• [What you need to do]:
Write out every entry exactly as it stands.

• [Exercise inputs]:
==*==
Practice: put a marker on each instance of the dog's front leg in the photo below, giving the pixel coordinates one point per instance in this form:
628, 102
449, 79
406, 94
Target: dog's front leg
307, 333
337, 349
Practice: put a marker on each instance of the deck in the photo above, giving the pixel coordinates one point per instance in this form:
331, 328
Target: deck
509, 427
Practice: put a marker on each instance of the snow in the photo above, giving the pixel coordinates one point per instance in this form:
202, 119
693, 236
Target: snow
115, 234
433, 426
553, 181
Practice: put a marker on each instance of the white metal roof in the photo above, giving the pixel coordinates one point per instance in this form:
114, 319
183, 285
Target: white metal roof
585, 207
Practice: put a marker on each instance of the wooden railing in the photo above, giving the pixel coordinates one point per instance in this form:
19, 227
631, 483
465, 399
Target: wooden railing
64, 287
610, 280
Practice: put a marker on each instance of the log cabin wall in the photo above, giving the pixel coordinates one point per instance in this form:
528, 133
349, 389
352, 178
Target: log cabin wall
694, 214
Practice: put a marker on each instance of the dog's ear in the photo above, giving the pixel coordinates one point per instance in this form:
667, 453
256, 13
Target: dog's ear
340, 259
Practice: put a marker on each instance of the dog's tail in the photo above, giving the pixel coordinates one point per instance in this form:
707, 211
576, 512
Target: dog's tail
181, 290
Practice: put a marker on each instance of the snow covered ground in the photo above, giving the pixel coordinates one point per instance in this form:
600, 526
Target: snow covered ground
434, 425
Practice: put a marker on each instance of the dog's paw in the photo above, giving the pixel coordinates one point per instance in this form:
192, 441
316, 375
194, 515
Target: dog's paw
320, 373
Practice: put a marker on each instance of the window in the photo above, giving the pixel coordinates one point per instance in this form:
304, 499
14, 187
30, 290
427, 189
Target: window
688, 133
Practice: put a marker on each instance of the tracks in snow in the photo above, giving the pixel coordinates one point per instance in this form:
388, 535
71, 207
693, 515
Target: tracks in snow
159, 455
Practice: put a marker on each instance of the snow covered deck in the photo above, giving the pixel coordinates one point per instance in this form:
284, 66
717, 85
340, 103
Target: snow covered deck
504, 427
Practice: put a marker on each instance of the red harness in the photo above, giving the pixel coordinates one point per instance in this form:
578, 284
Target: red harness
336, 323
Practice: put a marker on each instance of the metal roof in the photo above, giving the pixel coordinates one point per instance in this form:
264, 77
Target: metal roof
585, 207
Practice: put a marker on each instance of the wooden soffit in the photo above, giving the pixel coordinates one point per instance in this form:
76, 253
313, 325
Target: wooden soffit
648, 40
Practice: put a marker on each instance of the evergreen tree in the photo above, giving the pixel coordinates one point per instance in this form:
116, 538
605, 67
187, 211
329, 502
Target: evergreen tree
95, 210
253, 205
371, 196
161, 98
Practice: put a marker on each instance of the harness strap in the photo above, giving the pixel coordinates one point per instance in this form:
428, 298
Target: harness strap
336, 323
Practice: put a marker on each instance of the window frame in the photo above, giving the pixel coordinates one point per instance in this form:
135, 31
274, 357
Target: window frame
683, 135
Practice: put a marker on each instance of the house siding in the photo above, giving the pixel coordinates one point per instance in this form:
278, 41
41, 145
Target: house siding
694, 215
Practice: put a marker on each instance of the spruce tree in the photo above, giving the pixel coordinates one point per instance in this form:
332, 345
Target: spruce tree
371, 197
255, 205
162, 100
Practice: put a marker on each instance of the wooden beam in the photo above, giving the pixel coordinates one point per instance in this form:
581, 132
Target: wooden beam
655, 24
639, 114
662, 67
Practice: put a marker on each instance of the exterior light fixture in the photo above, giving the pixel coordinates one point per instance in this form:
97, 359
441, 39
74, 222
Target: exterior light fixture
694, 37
==*==
• [Reply]:
Practice: put a marker on each instance of the dog's front leg in the photo below, giving the pixel coordinates one point per instance in this form:
628, 102
449, 79
406, 94
Target: dog's front leg
307, 333
337, 349
Practice: put a marker on each instance of the deck in the photo above, giving the pixel coordinates one point per instance in this form:
331, 328
Target: deck
509, 427
Practice: put a marker on each instance of the snow in the photo above, giving the pixel coordinates one point per instance in this form:
202, 119
693, 236
Target: snow
115, 234
433, 426
553, 181
Practice: put a marker on each instance of the white metal roof in the photo above, giving the pixel coordinates one point per instance in this form:
114, 319
183, 285
Target: white metal roof
585, 207
Practice: put a marker on each instance of the wooden railing in the photo above, giving the pixel coordinates one point per instance in this form:
19, 227
631, 483
465, 399
Target: wooden railing
64, 287
610, 280
Practice: put a marker on each instance of the log cabin wall in the photo above, giving the pixel coordinates one point per instance in this form:
528, 133
349, 389
352, 178
Target: log cabin wall
694, 214
Practice: put a marker on each instance of the dog's ear in the photo above, giving the pixel coordinates one point per instance in this form:
667, 453
256, 13
Target: dog's ear
340, 259
Practice: put a marker on each instance of the dog's tail in the photo above, giving the pixel coordinates one point per instance in this form:
707, 211
576, 512
Target: dog's tail
181, 290
Practice: put a marker on each instance of the snow covered ground in the photo above, giving the pixel coordinates one point per instance in this form:
600, 526
Target: snow covered ground
434, 425
Practice: put a marker on each instance of the dog's paw in the photo above, giving the pixel coordinates one point per instance in this form:
192, 441
316, 375
194, 515
Target: dog's paw
320, 373
Practice: put a marker on each instance of the window in the photo above, giving the pixel coordinates one point per instance in this form:
304, 499
14, 187
30, 290
427, 189
Target: window
688, 133
Practice: put a marker on each instance of the tracks in snow in the photo above, giving the pixel coordinates one point per instance in this form:
388, 535
71, 207
693, 515
Target: tracks in snow
159, 455
Practice: put a marker on each instance of the snow covered deck in the photo above, giving the pixel coordinates one point per instance in this form:
284, 66
717, 85
340, 103
Target: snow covered deck
504, 427
Practice: put a marker on each instance of the red harness in the photo above, giving the pixel coordinates one point per instance in this form:
578, 284
Target: red harness
336, 323
Practice: put a marker on each instance of the metal roof in the photo above, giving the pixel coordinates one point per instance in this form:
264, 77
Target: metal roof
585, 207
Practice: put a marker on each instance of the wooden soffit in the photo above, giving the pixel coordinates one point per instance in this form:
76, 253
313, 325
Target: wooden soffit
648, 40
Practice: put a marker on each instance of the evergreen tree in the photo above, giving the pixel coordinates one point per instance in this form:
116, 538
605, 67
187, 211
329, 502
Target: evergreen tree
95, 210
253, 205
371, 196
161, 98
Practice: put a marker on each instance of the harness strap in the photo above, giving the pixel coordinates one point per instance in this form:
428, 298
Target: harness strap
336, 323
Practice: put a marker on each instance of the window frame in the photo above, giving the pixel coordinates one point per instance in this form:
135, 31
274, 357
Target: window frame
683, 135
Practice: put a marker on each instance of the house siding in the photo above, giving the pixel coordinates one point per instance in this form:
278, 41
41, 145
Target: house siding
694, 215
Practice: put a marker on each instance of the spruce tree in the photo above, giving the pixel coordinates one point per instance in this form:
332, 345
Target: spruce tree
371, 197
255, 205
162, 100
Practice: put a marker on each instance of the wooden beam in the photo above, giving the pixel coordinates one point per instance in this form:
581, 132
Target: wooden beam
655, 24
639, 114
662, 67
Practice: put a marker on each instance of the exterior light fixture in the photo above, giving the pixel coordinates one point per instance in this form:
97, 359
441, 39
74, 222
Target: exterior light fixture
694, 37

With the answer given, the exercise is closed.